### QUOTED PASSAGE:
⟨
SFR-2245: Refactor dev setup process and fix infinite cluster loop

NYPL · Oct 10, 2024 · 533a81e · 533a81e
1 parent 2beac30
commit 533a81e
Show file tree

Hide file tree

Showing 3 changed files with 131 additions and 113 deletions.
diff --git a/docker-compose.yml b/docker-compose.yml
@@ -75,21 +75,6 @@ services:
       - /var/run/docker.sock:/var/run/docker.sock
       - ./localstack/init-localstack-resources.sh:/etc/localstack/init/ready.d/init-localstack-resources.sh
 
-  devsetup:
-    container_name: drb_local_devSetUp
-    depends_on:
-      - database
-      - elasticsearch
-      - s3
-    build:
-      context: .
-    command: -e local-compose -p DevelopmentSetupProcess
-    volumes:
-      - type: bind
-        source: .
-        target: /src
-        read_only: true
-
 volumes:
   drb_local_dbdata:
   drb_local_esdata:

diff --git a/processes/developmentSetup.py b/processes/developmentSetup.py
@@ -11,136 +11,169 @@
 
 from managers.db import DBManager
 from .core import CoreProcess
+from logger import createLog
 from mappings.hathitrust import HathiMapping
 from .oclcClassify import ClassifyProcess
 from .oclcCatalog import CatalogProcess
 from .sfrCluster import ClusterProcess
 
+logger = createLog(__name__)
⟩
### GOAL 1:
From the commit diff, reproduce the lines starting at "SFR-2245: Refactor dev" and ending at "and 113 deletions.".
### GOAL 2:
According to the commit diff, how many files were changed?
The records that come next play no part in this work.

### Stored items:
⟨
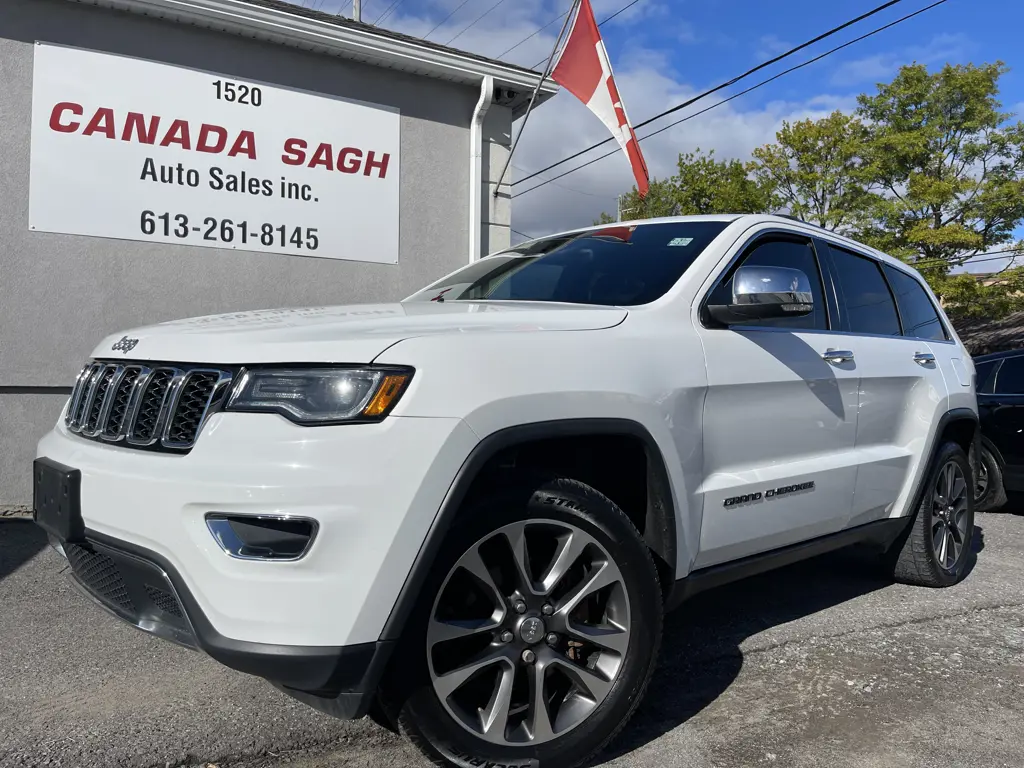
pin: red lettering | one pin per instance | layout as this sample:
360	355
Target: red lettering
379	164
348	160
294	152
136	122
245	143
177	134
323	158
57	115
204	138
102	122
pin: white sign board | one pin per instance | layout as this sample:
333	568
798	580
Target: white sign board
128	148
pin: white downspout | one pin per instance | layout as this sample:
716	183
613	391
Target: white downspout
476	166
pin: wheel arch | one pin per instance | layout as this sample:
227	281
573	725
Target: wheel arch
659	521
960	425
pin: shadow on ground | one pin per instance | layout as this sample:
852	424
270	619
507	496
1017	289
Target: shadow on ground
19	542
700	653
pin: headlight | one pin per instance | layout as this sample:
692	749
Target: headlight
321	395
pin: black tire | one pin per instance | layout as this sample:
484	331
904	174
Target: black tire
918	560
994	496
408	691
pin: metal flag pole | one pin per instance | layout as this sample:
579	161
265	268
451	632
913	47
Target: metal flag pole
532	98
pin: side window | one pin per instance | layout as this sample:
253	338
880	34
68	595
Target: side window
787	253
915	308
1010	378
869	306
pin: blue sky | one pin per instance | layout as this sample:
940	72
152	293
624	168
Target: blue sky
664	51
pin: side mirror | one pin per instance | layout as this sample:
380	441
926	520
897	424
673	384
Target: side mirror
765	293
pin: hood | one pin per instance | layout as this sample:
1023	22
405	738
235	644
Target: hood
355	333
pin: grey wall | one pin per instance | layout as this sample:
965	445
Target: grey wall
60	294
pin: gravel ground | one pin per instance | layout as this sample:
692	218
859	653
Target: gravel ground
817	665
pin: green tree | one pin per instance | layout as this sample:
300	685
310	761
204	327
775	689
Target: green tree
702	184
815	170
947	164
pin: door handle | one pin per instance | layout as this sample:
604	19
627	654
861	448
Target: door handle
837	355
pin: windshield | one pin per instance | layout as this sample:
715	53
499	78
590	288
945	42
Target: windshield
617	265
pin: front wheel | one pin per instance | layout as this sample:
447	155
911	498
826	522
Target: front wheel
990	494
537	638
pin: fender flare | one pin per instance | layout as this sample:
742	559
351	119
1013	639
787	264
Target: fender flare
659	525
957	414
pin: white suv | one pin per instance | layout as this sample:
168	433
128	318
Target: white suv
465	513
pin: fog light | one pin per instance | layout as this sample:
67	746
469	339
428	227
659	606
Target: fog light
262	537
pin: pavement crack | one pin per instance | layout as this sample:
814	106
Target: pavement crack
884	626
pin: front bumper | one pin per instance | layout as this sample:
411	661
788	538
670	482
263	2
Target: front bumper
374	491
144	590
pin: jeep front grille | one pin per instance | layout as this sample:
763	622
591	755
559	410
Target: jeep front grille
162	408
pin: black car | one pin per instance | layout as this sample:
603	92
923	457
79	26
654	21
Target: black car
1000	404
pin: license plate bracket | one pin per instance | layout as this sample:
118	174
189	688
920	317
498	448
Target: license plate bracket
56	500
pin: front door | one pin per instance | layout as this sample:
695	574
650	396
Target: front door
901	348
780	417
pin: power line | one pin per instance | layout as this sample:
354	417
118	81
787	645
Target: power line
933	262
565	186
443	20
600	24
724	100
534	34
726	84
473	23
387	11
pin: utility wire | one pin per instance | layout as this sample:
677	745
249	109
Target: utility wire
443	20
474	22
387	11
558	18
717	88
717	103
534	34
929	263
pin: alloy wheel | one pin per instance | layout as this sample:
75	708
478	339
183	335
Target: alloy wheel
528	632
949	515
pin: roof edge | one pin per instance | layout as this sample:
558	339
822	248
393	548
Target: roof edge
294	30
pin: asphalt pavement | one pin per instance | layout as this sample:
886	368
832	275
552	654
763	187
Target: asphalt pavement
822	664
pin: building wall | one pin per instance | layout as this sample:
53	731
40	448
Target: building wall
59	294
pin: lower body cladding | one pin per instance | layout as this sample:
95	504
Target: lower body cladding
135	527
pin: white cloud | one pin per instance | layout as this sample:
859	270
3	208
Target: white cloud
881	67
563	126
647	82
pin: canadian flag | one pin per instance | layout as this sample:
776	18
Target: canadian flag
585	72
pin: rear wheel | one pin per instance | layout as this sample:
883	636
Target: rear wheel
989	492
537	638
938	545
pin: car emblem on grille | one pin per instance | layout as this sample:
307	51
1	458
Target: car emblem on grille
125	345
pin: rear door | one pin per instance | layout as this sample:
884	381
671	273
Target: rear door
899	341
1000	403
779	424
⟩
### WORKED ANSWER 1:
SFR-2245: Refactor dev setup process and fix infinite cluster loop

NYPL · Oct 10, 2024 · 533a81e · 533a81e
1 parent 2beac30
commit 533a81e
Show file tree

Hide file tree

Showing 3 changed files with 131 additions and 113 deletions.

### WORKED ANSWER 2:
Three files.